# SET TASK:
Turn all of the data below into a numbered list, one line per number, and leave out any blank lines.

———

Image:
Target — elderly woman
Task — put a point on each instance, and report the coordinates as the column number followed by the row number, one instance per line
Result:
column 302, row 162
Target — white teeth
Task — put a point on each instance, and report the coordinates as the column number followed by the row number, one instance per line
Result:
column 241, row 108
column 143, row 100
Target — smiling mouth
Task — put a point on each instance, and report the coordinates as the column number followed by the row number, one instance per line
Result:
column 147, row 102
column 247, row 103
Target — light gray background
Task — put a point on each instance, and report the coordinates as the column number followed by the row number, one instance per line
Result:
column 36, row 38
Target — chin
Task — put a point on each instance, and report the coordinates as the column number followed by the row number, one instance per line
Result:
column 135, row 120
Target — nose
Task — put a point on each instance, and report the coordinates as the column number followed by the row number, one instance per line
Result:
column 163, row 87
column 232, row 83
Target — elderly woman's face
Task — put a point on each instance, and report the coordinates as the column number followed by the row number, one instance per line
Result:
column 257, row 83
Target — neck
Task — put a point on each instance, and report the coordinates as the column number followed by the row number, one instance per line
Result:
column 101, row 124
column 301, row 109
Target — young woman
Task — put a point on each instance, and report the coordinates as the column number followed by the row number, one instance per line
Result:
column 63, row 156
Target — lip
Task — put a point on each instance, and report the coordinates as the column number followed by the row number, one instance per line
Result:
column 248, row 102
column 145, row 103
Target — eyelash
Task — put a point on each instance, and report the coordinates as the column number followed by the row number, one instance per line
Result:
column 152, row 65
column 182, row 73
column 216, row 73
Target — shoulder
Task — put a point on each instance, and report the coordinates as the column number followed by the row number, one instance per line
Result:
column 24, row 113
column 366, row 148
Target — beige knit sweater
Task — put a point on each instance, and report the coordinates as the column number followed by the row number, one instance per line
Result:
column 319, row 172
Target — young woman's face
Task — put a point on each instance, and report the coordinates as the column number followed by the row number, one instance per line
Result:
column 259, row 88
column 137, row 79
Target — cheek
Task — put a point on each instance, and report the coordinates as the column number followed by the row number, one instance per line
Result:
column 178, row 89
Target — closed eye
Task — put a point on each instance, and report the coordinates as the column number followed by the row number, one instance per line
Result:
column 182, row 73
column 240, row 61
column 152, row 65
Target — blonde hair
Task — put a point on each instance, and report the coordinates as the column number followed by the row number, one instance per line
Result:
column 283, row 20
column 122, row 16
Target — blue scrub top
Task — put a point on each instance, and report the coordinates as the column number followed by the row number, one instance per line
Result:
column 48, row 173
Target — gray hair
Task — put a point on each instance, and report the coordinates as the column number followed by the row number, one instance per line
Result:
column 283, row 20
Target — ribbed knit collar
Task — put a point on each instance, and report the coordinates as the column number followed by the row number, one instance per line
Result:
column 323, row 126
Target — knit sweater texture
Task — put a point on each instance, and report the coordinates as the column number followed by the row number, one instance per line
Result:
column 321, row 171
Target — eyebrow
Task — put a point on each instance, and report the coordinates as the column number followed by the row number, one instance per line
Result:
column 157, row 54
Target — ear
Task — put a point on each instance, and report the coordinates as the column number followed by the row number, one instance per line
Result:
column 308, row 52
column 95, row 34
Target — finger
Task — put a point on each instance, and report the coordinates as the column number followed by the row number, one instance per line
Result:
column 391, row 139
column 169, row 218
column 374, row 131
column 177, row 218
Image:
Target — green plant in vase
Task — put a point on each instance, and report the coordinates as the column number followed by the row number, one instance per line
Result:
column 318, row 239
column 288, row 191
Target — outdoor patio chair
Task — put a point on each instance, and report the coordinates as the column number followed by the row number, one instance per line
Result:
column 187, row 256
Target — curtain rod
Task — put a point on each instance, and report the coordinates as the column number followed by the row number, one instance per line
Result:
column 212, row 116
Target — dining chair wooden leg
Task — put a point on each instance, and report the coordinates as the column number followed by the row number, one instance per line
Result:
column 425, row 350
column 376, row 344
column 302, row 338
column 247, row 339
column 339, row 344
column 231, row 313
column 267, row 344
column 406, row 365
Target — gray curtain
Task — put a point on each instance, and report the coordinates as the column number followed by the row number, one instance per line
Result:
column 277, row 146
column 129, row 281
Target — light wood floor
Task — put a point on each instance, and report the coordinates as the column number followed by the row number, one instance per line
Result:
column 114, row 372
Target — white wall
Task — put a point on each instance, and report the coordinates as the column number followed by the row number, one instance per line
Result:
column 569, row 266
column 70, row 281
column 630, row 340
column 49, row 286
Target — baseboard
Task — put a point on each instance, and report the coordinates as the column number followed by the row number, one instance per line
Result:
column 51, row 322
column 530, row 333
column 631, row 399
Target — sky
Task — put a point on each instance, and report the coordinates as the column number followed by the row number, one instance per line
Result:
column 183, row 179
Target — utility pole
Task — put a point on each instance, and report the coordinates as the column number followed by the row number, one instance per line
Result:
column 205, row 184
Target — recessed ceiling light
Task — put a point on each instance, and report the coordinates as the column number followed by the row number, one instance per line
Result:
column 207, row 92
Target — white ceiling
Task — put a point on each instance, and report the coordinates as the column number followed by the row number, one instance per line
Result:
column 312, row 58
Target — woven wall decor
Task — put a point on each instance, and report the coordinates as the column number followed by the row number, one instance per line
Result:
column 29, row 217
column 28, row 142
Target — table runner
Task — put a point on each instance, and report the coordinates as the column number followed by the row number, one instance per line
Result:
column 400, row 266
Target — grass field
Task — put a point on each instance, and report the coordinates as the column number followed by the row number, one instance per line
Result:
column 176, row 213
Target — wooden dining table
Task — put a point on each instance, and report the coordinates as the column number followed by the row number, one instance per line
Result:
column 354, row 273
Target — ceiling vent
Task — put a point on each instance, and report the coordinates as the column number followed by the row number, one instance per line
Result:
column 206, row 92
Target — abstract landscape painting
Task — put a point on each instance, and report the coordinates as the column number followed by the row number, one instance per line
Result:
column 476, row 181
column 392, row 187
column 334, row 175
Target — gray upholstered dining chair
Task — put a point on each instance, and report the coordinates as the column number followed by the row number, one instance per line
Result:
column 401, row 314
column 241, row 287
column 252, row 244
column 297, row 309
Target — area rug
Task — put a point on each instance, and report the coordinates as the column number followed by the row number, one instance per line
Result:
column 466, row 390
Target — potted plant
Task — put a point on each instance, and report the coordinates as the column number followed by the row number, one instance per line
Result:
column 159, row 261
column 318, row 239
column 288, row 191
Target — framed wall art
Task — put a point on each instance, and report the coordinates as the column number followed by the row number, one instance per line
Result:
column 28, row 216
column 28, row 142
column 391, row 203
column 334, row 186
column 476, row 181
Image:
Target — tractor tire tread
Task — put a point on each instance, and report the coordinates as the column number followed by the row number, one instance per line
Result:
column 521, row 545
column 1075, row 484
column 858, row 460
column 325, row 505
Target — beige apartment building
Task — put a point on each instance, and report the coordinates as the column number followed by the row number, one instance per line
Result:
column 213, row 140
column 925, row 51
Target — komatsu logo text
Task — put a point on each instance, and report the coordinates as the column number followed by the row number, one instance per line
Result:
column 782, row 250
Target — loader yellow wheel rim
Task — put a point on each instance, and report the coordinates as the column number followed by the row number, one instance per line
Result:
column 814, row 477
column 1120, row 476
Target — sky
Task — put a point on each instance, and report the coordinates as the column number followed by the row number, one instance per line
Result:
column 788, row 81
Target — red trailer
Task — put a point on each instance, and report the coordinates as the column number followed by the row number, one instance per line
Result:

———

# COMPLETED EXERCISE:
1. Image:
2. Target — elderly woman
3. Task — put a point on each instance, and report the coordinates as the column number followed by the row number, one instance per line
4. Result:
5. column 302, row 162
6. Target — white teeth
7. Task — put a point on each instance, and report the coordinates as the column number followed by the row number, one instance per line
8. Result:
9. column 241, row 108
10. column 143, row 100
11. Target — smiling mouth
12. Task — put a point on each instance, and report the coordinates as the column number followed by the row number, one instance per line
13. Result:
14. column 147, row 102
15. column 247, row 103
16. Target — light gray background
17. Task — put a point on each instance, and report the coordinates as the column number followed by the row number, one instance per line
18. Result:
19. column 36, row 38
20. Target — chin
21. Task — put a point on each instance, and report the coordinates as the column number followed by the row number, one instance per line
22. Result:
23. column 135, row 120
24. Target — nose
25. Task — put a point on each instance, and report the coordinates as the column number followed by the row number, one instance per line
26. Result:
27. column 163, row 87
28. column 232, row 83
29. Target — elderly woman's face
30. Task — put a point on each instance, and report the coordinates as the column number followed by the row number, one instance per line
31. Result:
32. column 257, row 83
33. Target — neck
34. Task — put a point on each instance, and report the coordinates as the column number followed by the row number, one instance per line
35. Result:
36. column 101, row 124
37. column 301, row 109
38. Target — young woman
39. Task — put a point on each instance, and report the coordinates as the column number followed by the row number, one instance per line
40. Result:
41. column 63, row 156
42. Target — lip
43. Task — put a point on each instance, and report the coordinates as the column number followed by the row number, one instance per line
44. Result:
45. column 248, row 102
46. column 145, row 103
47. Target — eyelash
48. Task — put a point on each instance, and report the coordinates as the column number followed by the row number, one instance per line
49. Result:
50. column 152, row 65
51. column 182, row 73
52. column 216, row 73
53. Target — shoulder
54. Task — put a point on each instance, and report the coordinates as the column number followed by the row number, one instance per line
55. Result:
56. column 24, row 113
57. column 366, row 148
58. Target — beige knit sweater
59. Task — put a point on each instance, and report the coordinates as the column number followed by the row number, one instance per line
60. Result:
61. column 319, row 172
62. Target — young woman's face
63. Task — put a point on each instance, and report the coordinates as the column number followed by the row number, one instance per line
64. Result:
65. column 259, row 88
66. column 137, row 79
67. Target — cheek
68. Task — put a point on each instance, and report the coordinates as the column number followed by the row number, one instance per line
69. Result:
70. column 178, row 89
71. Target — closed eye
72. Task — put a point on each instance, and report the coordinates as the column number followed by the row number, one instance per line
73. Result:
74. column 182, row 73
75. column 240, row 61
76. column 152, row 65
77. Target — blonde hair
78. Task — put a point on each instance, and report the coordinates as the column number followed by the row number, one instance per line
79. Result:
80. column 283, row 20
81. column 122, row 16
82. Target — blue scrub top
83. Task — put a point on each instance, and report the coordinates as the column number followed by the row number, one instance per line
84. Result:
85. column 48, row 173
86. Target — gray hair
87. Task — put a point on each instance, and report the coordinates as the column number followed by the row number, one instance per line
88. Result:
89. column 283, row 20
90. Target — ribbed knit collar
91. Task — put a point on each instance, and report the coordinates as the column number followed by the row number, one instance per line
92. Result:
93. column 323, row 126
94. Target — knit sweater texture
95. Task — put a point on each instance, and report the coordinates as the column number followed by the row number, one instance per line
96. Result:
97. column 321, row 171
98. Target — eyebrow
99. Task — put a point on each instance, and report the coordinates as the column number followed by the row number, one instance per line
100. Result:
101. column 157, row 54
102. Target — ear
103. Task — put a point on each instance, and report the coordinates as the column number followed by the row number, one instance per line
104. Result:
105. column 308, row 52
106. column 95, row 34
107. Target — finger
108. Task — put a point on each instance, and report the coordinates as the column number followed by the row number, one instance per line
109. Result:
110. column 391, row 139
111. column 169, row 218
112. column 374, row 131
113. column 177, row 218
114. Image:
115. Target — green plant in vase
116. Task — put a point on each instance, and report the coordinates as the column number followed by the row number, one instance per line
117. Result:
118. column 318, row 239
119. column 288, row 191
120. Target — outdoor patio chair
121. Task — put a point on each instance, and report the coordinates as the column number followed by the row number, one instance per line
122. Result:
123. column 187, row 256
124. Target — curtain rod
125. Task — put a point on each instance, and report the coordinates as the column number followed by the row number, one instance per line
126. Result:
127. column 212, row 116
128. Target — dining chair wooden leg
129. Task — put a point on each instance, and report the coordinates as the column number followed by the row number, one instance per line
130. Result:
131. column 425, row 350
132. column 376, row 344
133. column 302, row 338
134. column 247, row 339
135. column 339, row 344
136. column 231, row 313
137. column 267, row 344
138. column 406, row 365
139. Target — gray curtain
140. Task — put a point on each instance, and report the coordinates as the column number followed by the row number, one instance per line
141. Result:
142. column 277, row 146
143. column 129, row 281
144. Target — light wood floor
145. Task — put a point on each instance, and report the coordinates as the column number followed by the row number, one instance per line
146. Result:
147. column 114, row 372
148. Target — white wall
149. Task — put a point on each instance, and report the coordinates as the column number followed by the row number, one instance per line
150. Result:
151. column 569, row 266
152. column 70, row 281
153. column 630, row 340
154. column 49, row 286
155. Target — baseboard
156. Task — put a point on each instance, and report the coordinates as the column number followed by the row number, one instance per line
157. Result:
158. column 51, row 322
159. column 530, row 333
160. column 631, row 399
161. Target — sky
162. Task — put a point on each instance, and report the coordinates as the column number followed by the row number, one instance per line
163. Result:
164. column 183, row 179
165. Target — utility pole
166. Task — put a point on each instance, and report the coordinates as the column number followed by the row number, one instance per line
167. Result:
168. column 205, row 184
169. Target — recessed ceiling light
170. Task — put a point on each instance, and report the coordinates as the column number followed by the row number, one instance per line
171. Result:
172. column 207, row 92
173. Target — white ceiling
174. Task — put a point on each instance, and report the coordinates as the column number followed by the row number, one instance per line
175. Result:
176. column 312, row 58
177. Target — woven wall decor
178. Task — put a point on each instance, and report the coordinates as the column number followed by the row number, one instance per line
179. Result:
180. column 29, row 217
181. column 28, row 142
182. Target — table runner
183. Task — put a point on each instance, and report the coordinates as the column number followed by the row number, one instance per line
184. Result:
185. column 400, row 266
186. Target — grass field
187. Task — put a point on each instance, and report the coordinates as the column number followed by the row number, one instance per line
188. Result:
189. column 176, row 213
190. Target — wooden dining table
191. Task — put a point on each instance, and report the coordinates as the column number followed by the row number, one instance per line
192. Result:
193. column 354, row 273
194. Target — ceiling vent
195. Task — put a point on each instance, and report the coordinates as the column number followed by the row number, one instance per line
196. Result:
197. column 206, row 92
198. Target — abstract landscape painting
199. Task — put a point on each instance, and report the coordinates as the column number followed by the row number, one instance per line
200. Result:
201. column 476, row 181
202. column 392, row 187
203. column 334, row 175
204. Target — gray upholstered dining chair
205. Task — put a point on each instance, and report the coordinates as the column number followed by the row number, one instance per line
206. Result:
207. column 401, row 314
208. column 241, row 287
209. column 252, row 244
210. column 297, row 309
211. Target — area rug
212. Task — put a point on each instance, and report the coordinates as the column number followed by the row number, one instance per line
213. Result:
214. column 466, row 390
215. Target — potted plant
216. Task — put a point on each instance, and report the coordinates as the column number followed by the row number, one instance per line
217. Result:
218. column 159, row 261
219. column 318, row 239
220. column 288, row 191
221. Target — framed wall art
222. Task — put a point on each instance, and report the coordinates as the column number followed by the row number, one instance per line
223. Result:
224. column 28, row 216
225. column 28, row 142
226. column 391, row 203
227. column 334, row 186
228. column 476, row 181
229. Image:
230. Target — tractor tire tread
231. Task — put a point on each instance, and report the coordinates as the column number followed by the row number, one instance per line
232. Result:
233. column 521, row 545
234. column 1075, row 484
235. column 858, row 460
236. column 325, row 505
237. Target — beige apartment building
238. Task — put a point on each instance, and report the coordinates as the column number followed by the row number, one instance per line
239. Result:
240. column 213, row 140
241. column 925, row 51
242. Target — komatsu logo text
243. Task — put a point on each instance, and report the coordinates as the column number followed by the row number, one instance per line
244. Result:
245. column 782, row 250
246. Target — loader yellow wheel rim
247. Task — put a point on each instance, and report the coordinates as the column number followed by the row number, one instance per line
248. Result:
249. column 814, row 477
250. column 1120, row 476
251. Target — sky
252. Task — put a point on each instance, and report the coordinates as the column number followed by the row number, one instance per line
253. Result:
254. column 788, row 81
255. Target — red trailer
256. Task — put a point on each instance, and report the coordinates as the column number followed by the row number, one instance per line
257. Result:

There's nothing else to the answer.